However, importantly, the snapshots were available in Finder itself so you could browse through the files you wanted and retrieve them.
* https://en.wikipedia.org/wiki/AirPort_Time_Capsule
I think there's some population of folks that have been doing NAS TM backups over AFP, and they'll now have to switch to SMB.
Windows 8 is nearly a decade and a half old as well.
Time really does fly.
I still am sore from when I "upgraded" macOS and suddenly support for my 1080i TV was gone. Yesterday it worked fine, today it's gone. All because they can't be bothered to maintain a code path.
With closed source IP, every bit of support, from bug fixes, to feature requests, to compatibility fixes to integrate with newer mainline/foundational tooling, costs money.
With open source projects (and in particular ones like Linux where there's a huge number of contributors and interested parties), support for would-be niche facilities can keep going as long as there's someone with the knowledge and spare time to do it.
My old trusty readynas should still work i think.. probalby. Supports smd for time machine and smb3 generally. If it doesn't I might finally be pushed onto a nas that isn't discontinued.
How big is this market? I'm not saying vibe code a product, but...
I have colleagues who are running AFP on BSD for continuous backups on their systems, and they have to reconfigure something new to be able to continue backing up their systems.
https://wiki.archlinux.org/title/Netatalk
Oh, I was thinking only of software. Apple dropping AFP in the OS doesn't mean it can't work at all.
> Networking changes coming in macOS 27
And yet:
> This year, with just over six weeks to go before that first beta of macOS 27, we already have two warnings of what might be coming.
> It repeated those warnings with macOS Sequoia 15.5, but still hasn’t confirmed when AFP will be lost.
> Although Apple carefully avoids being too specific, it warns that this change could come “as early as the next major software release”,
It seems like somehow got overwritten to the original title of the post.

_PROBLEM 1_
In the rows, from the line containing "In the photo above, each instance of the lips" through the end of the rows, replace "single pin" with "single marker" and write those lines out again with nothing else altered.
_PROBLEM 2_
Carry on the discussion of Apple dropping AFP support in macOS, starting after its last line.

[Rows from a data source]
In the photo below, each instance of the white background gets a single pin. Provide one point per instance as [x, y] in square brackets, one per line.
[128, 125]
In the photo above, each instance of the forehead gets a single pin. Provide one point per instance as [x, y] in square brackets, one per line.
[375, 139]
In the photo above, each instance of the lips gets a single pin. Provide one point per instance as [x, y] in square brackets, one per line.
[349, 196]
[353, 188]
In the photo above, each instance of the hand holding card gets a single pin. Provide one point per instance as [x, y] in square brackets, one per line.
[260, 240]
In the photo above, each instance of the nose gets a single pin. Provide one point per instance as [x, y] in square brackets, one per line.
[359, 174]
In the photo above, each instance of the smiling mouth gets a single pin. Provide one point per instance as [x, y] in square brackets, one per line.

_RESULT 1_
In the photo above, each instance of the lips gets a single marker. Provide one point per instance as [x, y] in square brackets, one per line.
[349, 196]
[353, 188]
In the photo above, each instance of the hand holding card gets a single marker. Provide one point per instance as [x, y] in square brackets, one per line.
[260, 240]
In the photo above, each instance of the nose gets a single marker. Provide one point per instance as [x, y] in square brackets, one per line.
[359, 174]
In the photo above, each instance of the smiling mouth gets a single marker. Provide one point per instance as [x, y] in square brackets, one per line.

_RESULT 2_
Nevertheless, knowing Apple so far, unless _some_ large-enterprise~y customer comes and objects, they will drop the support. We already know Intel support is dropping. Why not clean up rest of the things from the kernel and the userspace?
No one but Apple knows yet whether AFP will be dropped in macOS 27. The article links to no sources on AFP being dropped in macOS 27 and presents no new information. All we know for sure is that Apple stated with the release of macOS Sequoia 15.5 that "Apple Filing Protocol (AFP) client is deprecated and will be removed in a future version of macOS."
https://support.apple.com/en-us/121011
That's it. It could be gone in macOS 27, but maybe Apple will wait till macOS 28. They haven't said definitively yet.
…and yet SMB support in macOS remains slow and buggy to this day. I tried all combinations of server-side settings and obscure plist tweaks to make SMB navigation and search work as fast as they do on my Linux machine out of box before giving up. It is very obviously not a priority for their services revenue, so there’s no incentive for fixing any of the long standing problems.
Why they didn't keep Samba (licensing, probably) is beyond me.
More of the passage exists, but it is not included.